[Saved data entries]

*-*-*

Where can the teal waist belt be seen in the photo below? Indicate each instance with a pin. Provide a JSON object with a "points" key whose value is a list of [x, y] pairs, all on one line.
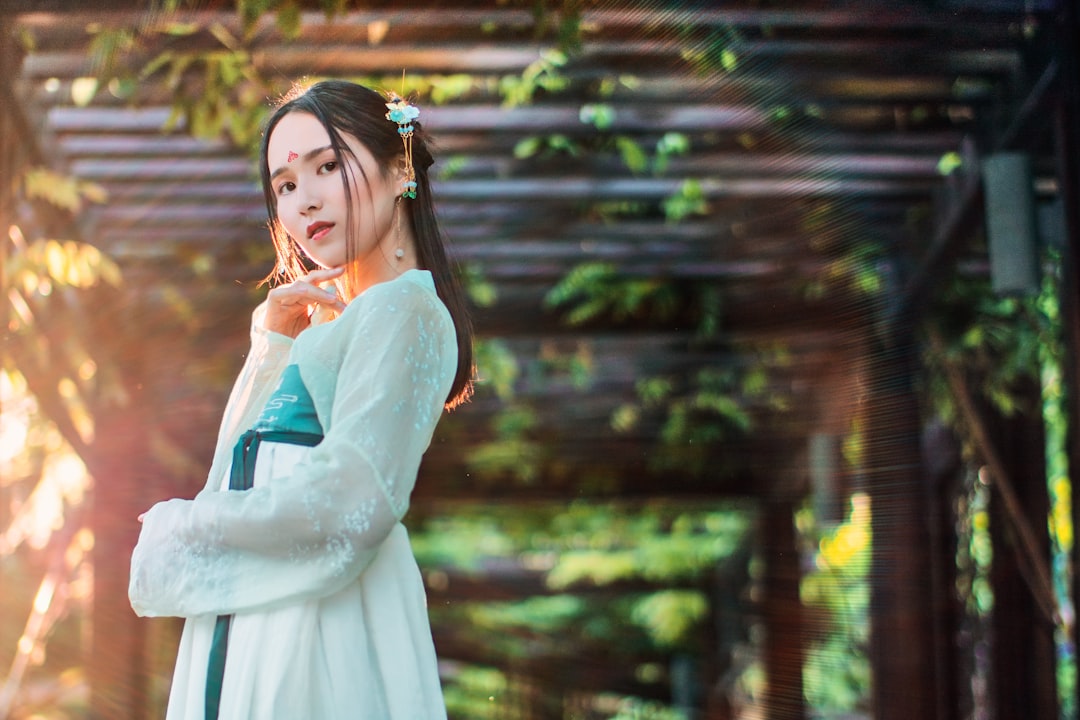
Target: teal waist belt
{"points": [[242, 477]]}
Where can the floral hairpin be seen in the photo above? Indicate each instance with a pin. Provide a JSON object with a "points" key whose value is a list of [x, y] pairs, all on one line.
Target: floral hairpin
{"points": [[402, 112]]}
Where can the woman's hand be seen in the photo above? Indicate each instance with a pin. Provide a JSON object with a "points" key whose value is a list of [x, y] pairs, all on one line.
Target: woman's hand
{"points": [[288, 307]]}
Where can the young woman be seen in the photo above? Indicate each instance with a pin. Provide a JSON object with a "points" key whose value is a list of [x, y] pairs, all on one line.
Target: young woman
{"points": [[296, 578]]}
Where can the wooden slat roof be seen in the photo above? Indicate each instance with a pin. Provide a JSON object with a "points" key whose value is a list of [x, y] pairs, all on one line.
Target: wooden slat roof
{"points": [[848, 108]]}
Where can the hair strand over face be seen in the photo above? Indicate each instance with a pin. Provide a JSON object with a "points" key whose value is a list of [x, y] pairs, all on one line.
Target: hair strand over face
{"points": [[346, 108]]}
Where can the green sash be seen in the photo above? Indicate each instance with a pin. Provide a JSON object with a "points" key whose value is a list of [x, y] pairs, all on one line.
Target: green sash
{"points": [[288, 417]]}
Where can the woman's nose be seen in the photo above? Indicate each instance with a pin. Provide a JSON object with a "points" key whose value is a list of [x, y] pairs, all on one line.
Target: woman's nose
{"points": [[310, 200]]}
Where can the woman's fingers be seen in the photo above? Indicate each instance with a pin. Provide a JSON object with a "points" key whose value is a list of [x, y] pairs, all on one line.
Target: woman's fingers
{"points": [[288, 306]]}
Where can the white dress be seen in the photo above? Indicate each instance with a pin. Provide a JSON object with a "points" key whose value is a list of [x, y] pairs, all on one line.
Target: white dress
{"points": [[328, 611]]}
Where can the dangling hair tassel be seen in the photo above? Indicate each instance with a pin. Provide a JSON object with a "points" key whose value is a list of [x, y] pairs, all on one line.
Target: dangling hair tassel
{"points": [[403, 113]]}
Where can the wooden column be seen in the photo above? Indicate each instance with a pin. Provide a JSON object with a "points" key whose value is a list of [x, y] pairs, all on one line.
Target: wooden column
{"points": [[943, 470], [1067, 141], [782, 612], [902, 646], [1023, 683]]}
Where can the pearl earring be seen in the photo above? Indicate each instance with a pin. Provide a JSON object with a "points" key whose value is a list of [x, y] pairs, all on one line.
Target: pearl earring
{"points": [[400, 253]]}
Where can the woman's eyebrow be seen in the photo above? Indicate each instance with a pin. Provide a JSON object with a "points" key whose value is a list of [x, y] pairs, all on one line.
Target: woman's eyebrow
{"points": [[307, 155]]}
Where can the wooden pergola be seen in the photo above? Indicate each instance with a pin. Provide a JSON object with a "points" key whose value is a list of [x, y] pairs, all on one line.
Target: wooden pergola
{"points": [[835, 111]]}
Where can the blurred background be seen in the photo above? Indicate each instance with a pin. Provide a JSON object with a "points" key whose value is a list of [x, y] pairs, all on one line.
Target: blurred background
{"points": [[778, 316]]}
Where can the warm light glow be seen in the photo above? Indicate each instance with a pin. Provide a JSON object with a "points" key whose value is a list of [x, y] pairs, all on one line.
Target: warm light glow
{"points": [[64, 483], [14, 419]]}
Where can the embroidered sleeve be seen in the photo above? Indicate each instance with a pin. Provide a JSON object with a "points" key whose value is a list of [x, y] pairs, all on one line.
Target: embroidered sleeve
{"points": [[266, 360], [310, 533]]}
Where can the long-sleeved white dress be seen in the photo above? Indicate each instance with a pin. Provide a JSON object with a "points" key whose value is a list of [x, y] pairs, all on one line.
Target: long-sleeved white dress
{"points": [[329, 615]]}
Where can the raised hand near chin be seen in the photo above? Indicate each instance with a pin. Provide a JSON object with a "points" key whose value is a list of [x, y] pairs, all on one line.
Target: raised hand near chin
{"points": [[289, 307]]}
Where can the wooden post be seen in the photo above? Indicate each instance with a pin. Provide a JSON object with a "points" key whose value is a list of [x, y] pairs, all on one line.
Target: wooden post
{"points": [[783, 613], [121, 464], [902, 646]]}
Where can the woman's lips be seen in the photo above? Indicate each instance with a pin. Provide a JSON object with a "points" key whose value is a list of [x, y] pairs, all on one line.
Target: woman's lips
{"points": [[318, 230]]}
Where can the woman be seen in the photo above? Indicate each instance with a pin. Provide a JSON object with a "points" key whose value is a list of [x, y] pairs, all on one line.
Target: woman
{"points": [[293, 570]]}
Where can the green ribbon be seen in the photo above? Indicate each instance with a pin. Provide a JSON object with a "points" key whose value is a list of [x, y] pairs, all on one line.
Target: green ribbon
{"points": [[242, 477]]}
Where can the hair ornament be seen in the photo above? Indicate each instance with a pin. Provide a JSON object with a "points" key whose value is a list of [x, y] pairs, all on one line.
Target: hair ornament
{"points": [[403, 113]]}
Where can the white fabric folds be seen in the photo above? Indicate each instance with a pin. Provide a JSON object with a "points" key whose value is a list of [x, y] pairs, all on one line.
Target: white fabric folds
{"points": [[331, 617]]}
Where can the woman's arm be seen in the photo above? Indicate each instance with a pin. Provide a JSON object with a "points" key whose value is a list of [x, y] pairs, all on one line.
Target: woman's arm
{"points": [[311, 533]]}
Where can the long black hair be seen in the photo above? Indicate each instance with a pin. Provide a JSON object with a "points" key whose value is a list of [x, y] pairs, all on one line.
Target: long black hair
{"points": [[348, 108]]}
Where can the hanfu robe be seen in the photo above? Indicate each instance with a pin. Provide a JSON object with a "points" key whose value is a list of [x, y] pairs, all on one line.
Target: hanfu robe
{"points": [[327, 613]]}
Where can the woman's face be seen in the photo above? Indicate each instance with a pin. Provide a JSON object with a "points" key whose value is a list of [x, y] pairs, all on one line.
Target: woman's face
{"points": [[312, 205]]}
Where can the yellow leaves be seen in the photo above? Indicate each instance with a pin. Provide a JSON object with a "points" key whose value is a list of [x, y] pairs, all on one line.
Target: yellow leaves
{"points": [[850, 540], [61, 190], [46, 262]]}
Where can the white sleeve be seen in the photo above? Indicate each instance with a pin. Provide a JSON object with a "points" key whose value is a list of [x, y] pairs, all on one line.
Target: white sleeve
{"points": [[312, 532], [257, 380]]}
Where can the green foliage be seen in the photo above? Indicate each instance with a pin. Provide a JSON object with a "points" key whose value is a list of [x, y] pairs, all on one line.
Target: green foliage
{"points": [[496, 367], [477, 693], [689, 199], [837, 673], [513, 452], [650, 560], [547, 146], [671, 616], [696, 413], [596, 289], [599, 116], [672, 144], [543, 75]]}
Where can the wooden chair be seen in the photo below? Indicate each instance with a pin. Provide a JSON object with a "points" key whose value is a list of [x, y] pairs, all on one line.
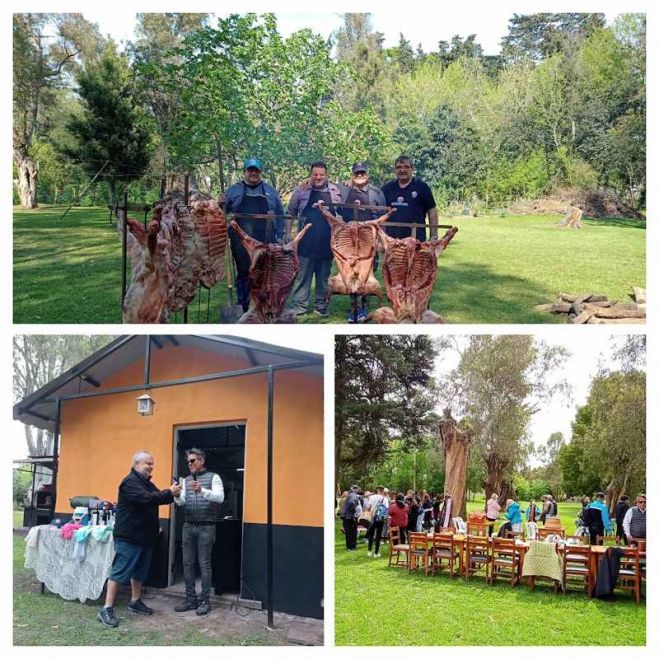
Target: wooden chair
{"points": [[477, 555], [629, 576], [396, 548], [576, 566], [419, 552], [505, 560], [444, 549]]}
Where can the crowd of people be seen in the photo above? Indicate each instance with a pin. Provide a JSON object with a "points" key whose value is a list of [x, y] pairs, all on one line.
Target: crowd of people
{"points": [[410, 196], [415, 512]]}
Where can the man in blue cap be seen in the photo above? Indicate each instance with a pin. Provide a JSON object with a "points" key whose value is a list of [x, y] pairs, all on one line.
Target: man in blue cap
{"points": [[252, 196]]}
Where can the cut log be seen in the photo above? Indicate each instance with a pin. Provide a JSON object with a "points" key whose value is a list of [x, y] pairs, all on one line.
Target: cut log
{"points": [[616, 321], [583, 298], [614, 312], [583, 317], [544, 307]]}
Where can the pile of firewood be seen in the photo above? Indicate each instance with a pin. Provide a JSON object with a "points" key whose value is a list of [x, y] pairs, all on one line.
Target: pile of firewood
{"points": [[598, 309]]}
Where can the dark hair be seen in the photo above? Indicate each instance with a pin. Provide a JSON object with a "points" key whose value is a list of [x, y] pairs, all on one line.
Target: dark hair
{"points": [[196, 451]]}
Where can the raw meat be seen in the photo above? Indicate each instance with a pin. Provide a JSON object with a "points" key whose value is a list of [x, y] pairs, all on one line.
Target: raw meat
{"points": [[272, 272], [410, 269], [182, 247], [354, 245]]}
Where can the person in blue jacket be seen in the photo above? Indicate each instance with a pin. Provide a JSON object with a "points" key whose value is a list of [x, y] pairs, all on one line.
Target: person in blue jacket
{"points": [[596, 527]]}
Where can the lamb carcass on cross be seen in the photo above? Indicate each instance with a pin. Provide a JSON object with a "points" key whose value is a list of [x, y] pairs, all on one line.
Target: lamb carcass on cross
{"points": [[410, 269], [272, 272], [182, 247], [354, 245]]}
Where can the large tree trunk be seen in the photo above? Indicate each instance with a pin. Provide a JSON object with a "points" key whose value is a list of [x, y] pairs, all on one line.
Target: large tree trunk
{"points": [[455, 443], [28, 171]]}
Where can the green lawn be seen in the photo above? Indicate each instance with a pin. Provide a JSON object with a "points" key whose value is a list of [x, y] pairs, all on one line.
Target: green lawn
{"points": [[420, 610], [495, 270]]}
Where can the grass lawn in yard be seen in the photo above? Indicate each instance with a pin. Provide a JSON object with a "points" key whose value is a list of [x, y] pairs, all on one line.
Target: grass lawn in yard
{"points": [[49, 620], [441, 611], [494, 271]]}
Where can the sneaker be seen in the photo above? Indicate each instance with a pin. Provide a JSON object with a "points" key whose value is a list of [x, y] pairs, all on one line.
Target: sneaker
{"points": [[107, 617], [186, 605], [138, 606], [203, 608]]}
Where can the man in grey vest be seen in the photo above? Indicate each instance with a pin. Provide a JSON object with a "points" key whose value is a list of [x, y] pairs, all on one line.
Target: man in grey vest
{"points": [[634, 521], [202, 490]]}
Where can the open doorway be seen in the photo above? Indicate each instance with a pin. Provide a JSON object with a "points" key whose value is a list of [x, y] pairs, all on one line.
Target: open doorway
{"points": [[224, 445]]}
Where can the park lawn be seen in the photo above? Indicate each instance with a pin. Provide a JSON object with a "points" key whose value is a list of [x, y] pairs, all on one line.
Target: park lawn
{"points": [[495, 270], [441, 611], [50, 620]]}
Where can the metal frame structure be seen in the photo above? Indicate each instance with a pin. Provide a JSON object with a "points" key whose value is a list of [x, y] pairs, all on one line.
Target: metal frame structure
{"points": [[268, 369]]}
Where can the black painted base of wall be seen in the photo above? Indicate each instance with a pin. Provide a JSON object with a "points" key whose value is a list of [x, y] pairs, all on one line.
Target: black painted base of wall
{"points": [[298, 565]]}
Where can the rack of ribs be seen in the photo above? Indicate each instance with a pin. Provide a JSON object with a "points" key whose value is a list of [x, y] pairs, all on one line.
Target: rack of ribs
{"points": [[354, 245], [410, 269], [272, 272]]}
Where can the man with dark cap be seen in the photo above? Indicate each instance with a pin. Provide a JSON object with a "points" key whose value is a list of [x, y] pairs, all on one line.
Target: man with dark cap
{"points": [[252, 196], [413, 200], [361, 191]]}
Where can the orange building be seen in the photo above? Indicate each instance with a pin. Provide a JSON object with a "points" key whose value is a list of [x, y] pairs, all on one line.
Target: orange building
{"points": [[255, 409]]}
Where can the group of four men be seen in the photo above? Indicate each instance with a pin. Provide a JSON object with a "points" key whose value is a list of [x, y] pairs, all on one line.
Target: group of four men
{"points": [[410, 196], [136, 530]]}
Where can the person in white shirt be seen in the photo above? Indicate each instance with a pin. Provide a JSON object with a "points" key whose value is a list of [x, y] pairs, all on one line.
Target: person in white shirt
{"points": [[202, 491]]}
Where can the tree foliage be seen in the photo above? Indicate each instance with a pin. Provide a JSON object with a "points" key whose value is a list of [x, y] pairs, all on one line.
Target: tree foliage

*-*-*

A single number is required: the count of lines in the records that include the string "below".

2